— start Supplied passage —

With great power comes great responsibility. With peanut butter comes jelly. With your mom comes an entire biker gang behind an Arby’s, and with every new installment of a superhero movie comes the opportunity, nay, the RESPONSIBILITY, to rank all of those installments numerically. So it is, on the eve of the release of X-Men: Days Of Future Past, that we find ourselves with the task of ranking all of the previous X-Men movies. Just know: I didn’t choose this blog life, this blog life chose me, and thus it is I who will create the infallible, indefatigable, ecumenical, undisputed X-Men movie rankings for all eternity, for it is both my birthright and my birthduty. KNIVES OUT!
It’s more difficult to rank X-Men movies than it is to rank, say, Spider-Man movies, because whereas the Spider-Man movies range all the way from amazing to atrocious, the X-Men movies mostly only range from solid but unspectacular to the Brett Ratner one. At its heart, X-Men is really the story of a rocky bromance between a disabled psychic and a Holocaust survivor, and most of the movies thus far have been in the B range, with various mixes of good and bad. Except, of course, for the Brett Ratner one, which is inarguably terrible. So on that note, let’s just start at the bottom.
X-Men: The Last Stand
One thing that’s always struck me about the X-Men is that the best mutants have powers that are really well thought out (he can heal fast and has an indestructible metal welded to all his bones!) while the worst ones all have powers that feel like someone screamed them out while being hung upside down and being beaten with sticks. “His mutation is that he’s uh… kind of like a toad! Oh God please make it stop!”

— end Supplied passage —
— start Listing —

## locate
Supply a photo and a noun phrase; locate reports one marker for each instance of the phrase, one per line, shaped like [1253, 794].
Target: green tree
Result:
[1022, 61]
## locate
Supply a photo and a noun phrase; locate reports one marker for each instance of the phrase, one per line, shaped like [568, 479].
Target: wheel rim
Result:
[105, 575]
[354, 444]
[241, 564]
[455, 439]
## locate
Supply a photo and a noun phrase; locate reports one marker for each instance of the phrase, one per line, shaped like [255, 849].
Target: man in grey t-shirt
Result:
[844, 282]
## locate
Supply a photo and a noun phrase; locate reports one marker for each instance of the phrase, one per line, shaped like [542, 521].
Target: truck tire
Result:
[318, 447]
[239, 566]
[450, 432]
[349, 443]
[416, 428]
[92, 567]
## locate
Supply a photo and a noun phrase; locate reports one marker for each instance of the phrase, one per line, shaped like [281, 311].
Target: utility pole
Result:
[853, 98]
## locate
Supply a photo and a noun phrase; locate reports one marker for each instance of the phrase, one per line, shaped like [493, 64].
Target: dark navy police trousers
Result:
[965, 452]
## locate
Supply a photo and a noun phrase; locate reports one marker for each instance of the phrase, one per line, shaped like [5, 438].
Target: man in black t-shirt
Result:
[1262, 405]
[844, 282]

— end Listing —

Return the passage of the X-Men movie rankings post above, unchanged, from "It’s more difficult" up to and including "at the bottom.".

It’s more difficult to rank X-Men movies than it is to rank, say, Spider-Man movies, because whereas the Spider-Man movies range all the way from amazing to atrocious, the X-Men movies mostly only range from solid but unspectacular to the Brett Ratner one. At its heart, X-Men is really the story of a rocky bromance between a disabled psychic and a Holocaust survivor, and most of the movies thus far have been in the B range, with various mixes of good and bad. Except, of course, for the Brett Ratner one, which is inarguably terrible. So on that note, let’s just start at the bottom.